Exercise -
Copy out the entries that come next, exactly.

The data -
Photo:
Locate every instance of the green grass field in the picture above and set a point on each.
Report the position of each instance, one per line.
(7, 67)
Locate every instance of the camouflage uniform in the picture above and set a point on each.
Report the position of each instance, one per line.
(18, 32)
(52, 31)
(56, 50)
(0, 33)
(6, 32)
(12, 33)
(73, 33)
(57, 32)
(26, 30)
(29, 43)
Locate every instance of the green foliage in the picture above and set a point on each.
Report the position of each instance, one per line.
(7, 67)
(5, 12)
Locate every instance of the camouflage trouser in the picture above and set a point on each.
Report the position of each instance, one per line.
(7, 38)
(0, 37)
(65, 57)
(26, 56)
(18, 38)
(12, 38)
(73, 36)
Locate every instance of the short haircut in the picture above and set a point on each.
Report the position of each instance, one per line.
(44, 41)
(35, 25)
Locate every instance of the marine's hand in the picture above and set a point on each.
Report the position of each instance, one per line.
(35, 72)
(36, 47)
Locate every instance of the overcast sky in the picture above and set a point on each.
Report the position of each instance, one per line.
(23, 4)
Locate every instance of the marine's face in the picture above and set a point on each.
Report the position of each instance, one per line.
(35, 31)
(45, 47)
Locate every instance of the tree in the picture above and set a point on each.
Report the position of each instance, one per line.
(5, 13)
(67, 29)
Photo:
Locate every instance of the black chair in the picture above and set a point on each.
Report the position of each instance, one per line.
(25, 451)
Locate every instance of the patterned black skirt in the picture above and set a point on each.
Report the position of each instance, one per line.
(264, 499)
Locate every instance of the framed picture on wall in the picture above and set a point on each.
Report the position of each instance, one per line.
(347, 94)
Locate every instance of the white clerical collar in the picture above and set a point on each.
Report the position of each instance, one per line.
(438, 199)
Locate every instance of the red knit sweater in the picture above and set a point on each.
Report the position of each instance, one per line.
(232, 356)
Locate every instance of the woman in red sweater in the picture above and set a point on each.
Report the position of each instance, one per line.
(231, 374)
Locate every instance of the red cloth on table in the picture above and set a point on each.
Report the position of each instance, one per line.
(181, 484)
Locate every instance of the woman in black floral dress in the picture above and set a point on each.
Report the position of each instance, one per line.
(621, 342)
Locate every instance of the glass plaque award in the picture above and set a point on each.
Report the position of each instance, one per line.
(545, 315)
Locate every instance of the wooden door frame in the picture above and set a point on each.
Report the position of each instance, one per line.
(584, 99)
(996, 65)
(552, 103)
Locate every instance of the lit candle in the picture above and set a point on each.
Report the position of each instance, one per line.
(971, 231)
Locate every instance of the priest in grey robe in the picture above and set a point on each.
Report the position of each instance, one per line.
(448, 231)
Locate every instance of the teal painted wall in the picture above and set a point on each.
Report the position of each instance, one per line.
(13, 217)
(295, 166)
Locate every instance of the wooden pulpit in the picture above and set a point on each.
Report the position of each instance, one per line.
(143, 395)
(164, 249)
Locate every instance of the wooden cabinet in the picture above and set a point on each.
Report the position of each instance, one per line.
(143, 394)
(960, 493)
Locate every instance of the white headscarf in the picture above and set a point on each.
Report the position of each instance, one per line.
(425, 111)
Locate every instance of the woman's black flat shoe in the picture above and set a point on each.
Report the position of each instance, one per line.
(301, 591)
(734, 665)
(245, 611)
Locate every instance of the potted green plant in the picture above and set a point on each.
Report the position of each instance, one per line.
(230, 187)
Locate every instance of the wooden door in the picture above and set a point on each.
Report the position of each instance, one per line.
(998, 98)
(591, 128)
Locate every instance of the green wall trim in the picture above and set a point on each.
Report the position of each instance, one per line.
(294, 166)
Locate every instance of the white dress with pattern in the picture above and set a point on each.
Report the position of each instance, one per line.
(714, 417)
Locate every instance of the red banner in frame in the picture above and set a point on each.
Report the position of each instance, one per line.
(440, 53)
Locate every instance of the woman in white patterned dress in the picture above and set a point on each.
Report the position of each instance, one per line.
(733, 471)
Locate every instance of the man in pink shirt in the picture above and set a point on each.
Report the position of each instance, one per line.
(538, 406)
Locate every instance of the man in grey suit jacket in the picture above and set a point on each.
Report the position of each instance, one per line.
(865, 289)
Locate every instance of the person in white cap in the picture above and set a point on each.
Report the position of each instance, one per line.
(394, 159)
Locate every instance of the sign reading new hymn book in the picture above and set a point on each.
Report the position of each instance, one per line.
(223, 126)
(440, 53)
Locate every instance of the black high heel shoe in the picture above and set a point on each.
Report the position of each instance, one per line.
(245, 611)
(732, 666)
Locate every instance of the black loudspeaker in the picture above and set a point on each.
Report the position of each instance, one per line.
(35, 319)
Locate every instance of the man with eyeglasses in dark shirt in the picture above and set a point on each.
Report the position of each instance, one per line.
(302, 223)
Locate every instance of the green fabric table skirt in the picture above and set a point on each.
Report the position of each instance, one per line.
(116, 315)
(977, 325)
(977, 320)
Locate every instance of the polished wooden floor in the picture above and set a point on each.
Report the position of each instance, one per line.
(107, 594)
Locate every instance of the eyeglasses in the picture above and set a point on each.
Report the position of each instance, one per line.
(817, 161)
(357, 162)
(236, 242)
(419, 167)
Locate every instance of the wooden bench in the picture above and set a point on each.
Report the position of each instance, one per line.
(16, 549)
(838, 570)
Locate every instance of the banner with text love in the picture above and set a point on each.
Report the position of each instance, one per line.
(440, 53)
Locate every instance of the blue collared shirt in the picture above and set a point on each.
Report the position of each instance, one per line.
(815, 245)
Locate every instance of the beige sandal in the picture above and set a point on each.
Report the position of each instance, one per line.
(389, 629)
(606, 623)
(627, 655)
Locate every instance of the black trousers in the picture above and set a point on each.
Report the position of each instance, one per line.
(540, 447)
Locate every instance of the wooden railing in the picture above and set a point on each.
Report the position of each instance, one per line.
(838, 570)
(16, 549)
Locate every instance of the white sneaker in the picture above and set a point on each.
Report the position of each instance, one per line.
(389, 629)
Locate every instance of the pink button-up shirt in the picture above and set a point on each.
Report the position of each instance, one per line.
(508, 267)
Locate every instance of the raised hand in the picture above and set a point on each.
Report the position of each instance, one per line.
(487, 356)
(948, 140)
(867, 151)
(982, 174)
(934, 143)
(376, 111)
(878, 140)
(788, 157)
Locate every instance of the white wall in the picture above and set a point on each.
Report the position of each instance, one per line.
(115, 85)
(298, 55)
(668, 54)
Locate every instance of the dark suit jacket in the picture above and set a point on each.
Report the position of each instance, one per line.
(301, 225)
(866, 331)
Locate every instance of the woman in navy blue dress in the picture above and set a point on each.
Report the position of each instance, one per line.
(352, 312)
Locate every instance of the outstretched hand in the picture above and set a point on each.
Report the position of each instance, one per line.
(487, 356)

Response area -
Photo:
Locate every instance of the green grass field in the picture above and set a point on each.
Report the position of each instance, one per line.
(7, 67)
Locate every instance of the camouflage uniform in the picture above and set a point on each.
Report the position of each instance, one per line.
(18, 32)
(52, 31)
(56, 50)
(0, 33)
(6, 32)
(12, 33)
(73, 33)
(57, 32)
(26, 30)
(29, 43)
Locate every instance of the green foliage in the picture above and set a point on each.
Report the position of each instance, one per line.
(7, 67)
(5, 12)
Locate every instance of the camouflage trouser in the picture above and set a point on each.
Report the position of each instance, one per line.
(7, 38)
(0, 37)
(65, 57)
(26, 56)
(18, 38)
(12, 38)
(73, 36)
Locate every instance of the short haircut in the picture above and set a point on each.
Report the position of each instance, one per line.
(44, 41)
(35, 25)
Locate every instance of the marine's hand in the picture above and set a point on each.
Report the position of each instance, one per line.
(35, 72)
(36, 47)
Locate every instance of the overcast sky in the picture above and set a point on each.
Report the position of each instance, one per line.
(23, 4)
Locate every instance of the marine's face in the picture above and set a point on each.
Report the position of each instance, one per line.
(35, 31)
(45, 47)
Locate every instance of the tree in the picture above and set a point on each.
Report the position of each instance, one per line.
(5, 13)
(67, 29)
Photo:
Locate every instance of the black chair in the picture above and set a point on each.
Report the position of each instance, one per line.
(25, 451)
Locate every instance of the patterned black skirt in the picture above and set a point on each.
Report the position of each instance, one per line.
(264, 499)
Locate every instance of the framed picture on wall in the picture above and set a point on each.
Report the position of each instance, one per line.
(347, 94)
Locate every instance of the white clerical collar in the picture above and set a point on each.
Report the position of each instance, one per line.
(438, 199)
Locate every instance of the red knit sweater in the picture above and set a point on each.
Report the position of each instance, one per line.
(232, 356)
Locate every instance of the woman in red sweater in the picture above and set a point on each.
Report the position of each instance, one per line.
(231, 374)
Locate every instance of the red cloth on table in the picture above and set a point on each.
Report the position of each instance, one per line.
(181, 484)
Locate every instance of the woman in black floral dress in the picture above and set a point on each.
Report the position of each instance, one per line.
(621, 342)
Locate every instance of the glass plaque award in the picture above and set a point on each.
Report the position of each instance, one per line.
(545, 315)
Locate every instance of the wooden door frame in the picture above and set a point on each.
Report the position of each instance, one per line.
(584, 99)
(996, 65)
(552, 103)
Locate every instance of the lit candle in the picture above and set a point on each.
Report the position of each instance, one per line.
(971, 231)
Locate every instance of the priest in grey robe in the picture above and set a point on each.
Report the position of each instance, one per line.
(448, 231)
Locate every instance of the teal painted wall in the picture above and set a point on each.
Report the position of each instance, one per line.
(13, 217)
(295, 166)
Locate every instance of the wooden pulpit in the picture above and set a point on each.
Report the position of each instance, one per line.
(143, 395)
(164, 249)
Locate every instance of the wooden cabinet in the picture above and set a point on each.
Report the position of each instance, one per line.
(143, 394)
(960, 493)
Locate every instance of the white headscarf in the picture above and set a point on each.
Report the position of each instance, one per line.
(425, 111)
Locate every instance of the woman's black flat shoe in the picture above and set a point on each.
Report the position of each instance, one per line.
(301, 591)
(734, 665)
(245, 611)
Locate every instance of the potted green plant in the picture above and set a point on each.
Report the position of each instance, one per line.
(230, 187)
Locate every instance of the wooden door in the picture above and set a point on each.
Report the position of each instance, one per line.
(998, 98)
(591, 128)
Locate every instance of the green wall trim in the picture above and set a point on each.
Report the position of each instance, one per line.
(294, 166)
Locate every instance of the white dress with pattern in the picture above and set a point on each.
Report the position of each instance, one per line.
(714, 417)
Locate every instance of the red banner in frame in the picture above and set a point on each.
Report the position of each instance, one per line.
(440, 53)
Locate every instance of the woman in white patterned dress in the picture above and set a point on each.
Report the position of each instance, one per line.
(733, 471)
Locate every instance of the man in pink shirt in the picture above and set a point on each.
Report the position of each instance, one per line.
(538, 406)
Locate every instance of the man in grey suit jacket in the picture above and set a point on each.
Report the position of each instance, one per line.
(865, 289)
Locate every instance of the person in white cap in the picture above and set a point on each.
Report the position of each instance, one per line.
(394, 159)
Locate every instance of the sign reading new hymn book in the picture above and set a point on each.
Report the position of each instance, one per line.
(223, 126)
(440, 53)
Locate every instance of the black high heel shoe in the picture above and set a point on each.
Report the position of each instance, one per line.
(245, 611)
(732, 666)
Locate every instance of the black loudspeaker in the picture above and set a point on each.
Report the position of each instance, one per line.
(35, 319)
Locate every instance of the man with eyeglasses in dark shirt in the picture above and set a point on each.
Report the position of each instance, one per line.
(302, 223)
Locate every instance of the green fabric table skirt in the picture above and set a point on each.
Report the position of each instance, one per line.
(116, 315)
(977, 325)
(977, 320)
Locate every instance of the polished wooden floor in the picture above and set a point on each.
Report the position of each instance, one per line.
(107, 594)
Locate every instance of the eyeglasses in the picture above and set a point on each.
Report the position of each instance, one per line.
(817, 161)
(357, 162)
(236, 242)
(419, 167)
Locate every instance of the wooden bench in the picture above and set a point on each.
Report the position of each instance, one per line.
(16, 549)
(838, 570)
Locate every instance of the banner with text love in the picture above and set a point on each.
Report the position of each instance, one per line.
(440, 53)
Locate every instance of the blue collared shirt in the picture above and set a point on each.
Report the position of each instance, one per line.
(815, 245)
Locate every instance of the beige sandal in the picture above and set a point on each.
Report the position of each instance, one per line.
(389, 629)
(606, 623)
(627, 655)
Locate every instance of the black trousers in the picture above and set a point on each.
Report the position of each instance, one per line.
(540, 447)
Locate every instance of the wooden railing in the picture above and set a point on each.
Report the position of each instance, one per line.
(838, 570)
(16, 549)
Locate every instance of the white sneaker in the picture above and set a point on each.
Report the position of each instance, one per line.
(389, 629)
Locate every instance of the pink button-up shirt in the picture above and set a point on each.
Report the position of each instance, one per line.
(508, 267)
Locate every instance of the raised hand in the picture above and set a point on each.
Report the position of each instance, one per line.
(487, 356)
(948, 140)
(867, 151)
(982, 174)
(934, 143)
(376, 111)
(878, 140)
(788, 157)
Locate every instance of the white wall in the picture above and set a point on each.
Report the position of each instance, one per line.
(115, 85)
(298, 55)
(668, 54)
Locate every instance of the dark suit jacket in the picture above and set a point on each.
Report the position of each instance, one per line.
(301, 225)
(866, 331)
Locate every instance of the woman in navy blue dress in the picture above and set a point on each.
Report the position of each instance, one per line.
(352, 312)
Locate every instance of the outstretched hand in the picture above and set a point on each.
Report the position of each instance, one per line.
(487, 356)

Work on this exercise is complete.